> [TEXT]
+++
Essen. . Sicherheit ist eine Illusion. Sagt Katja Michalek. Die 45-Jährige hat ihren Job als Führungskraft gekündigt – und arbeitet heute als Trainerin.
20 Jahre lang hat Katja Michalek bei einer großen Firma gearbeitet, zuletzt als Führungskraft. Die Stelle gefiel ihr. Aber mit 40 wusste die Essenerin: „Den Job möchte ich nicht bis zur Rente machen.“ Sie entschied sich für eine Ausbildung zur Trainerin und machte sich selbstständig. Redakteurin Maren Schürmann sprach mit der 45-Jährigen über ihren Neustart.
Was war der Impuls zu sagen, ich höre auf?
+++
> [AUFGABENSTELLUNG 1]
Entnehmen Sie dem Text über Katja Michaleks beruflichen Neustart wortgetreu den Abschnitt von „20 Jahre lang“ bis „über ihren Neustart.“.

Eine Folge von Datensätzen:
+++
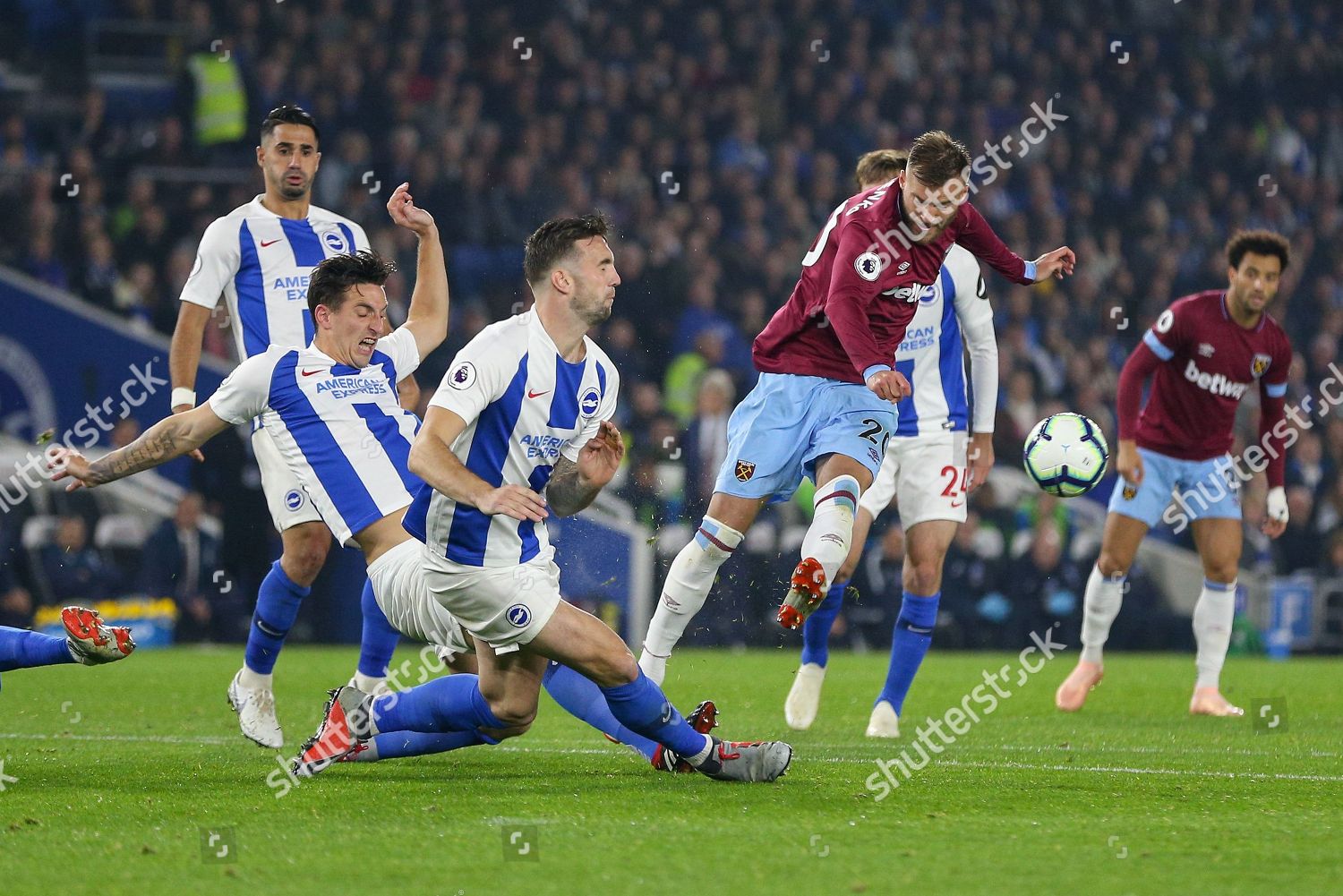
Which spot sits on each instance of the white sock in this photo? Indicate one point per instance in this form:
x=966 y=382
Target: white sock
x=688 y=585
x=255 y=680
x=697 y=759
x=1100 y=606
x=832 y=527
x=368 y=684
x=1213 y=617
+++
> [AUFGABENSTELLUNG 2]
Schreiben Sie sämtliche Datensätze Zeile für Zeile unverändert ab und lassen Sie dabei die Bilder weg.

> [VOLLSTÄNDIGE AUSGABE 1]
20 Jahre lang hat Katja Michalek bei einer großen Firma gearbeitet, zuletzt als Führungskraft. Die Stelle gefiel ihr. Aber mit 40 wusste die Essenerin: „Den Job möchte ich nicht bis zur Rente machen.“ Sie entschied sich für eine Ausbildung zur Trainerin und machte sich selbstständig. Redakteurin Maren Schürmann sprach mit der 45-Jährigen über ihren Neustart.

> [VOLLSTÄNDIGE AUSGABE 2]
Which spot sits on each instance of the white sock in this photo? Indicate one point per instance in this form:
x=966 y=382
Target: white sock
x=688 y=585
x=255 y=680
x=697 y=759
x=1100 y=606
x=832 y=527
x=368 y=684
x=1213 y=617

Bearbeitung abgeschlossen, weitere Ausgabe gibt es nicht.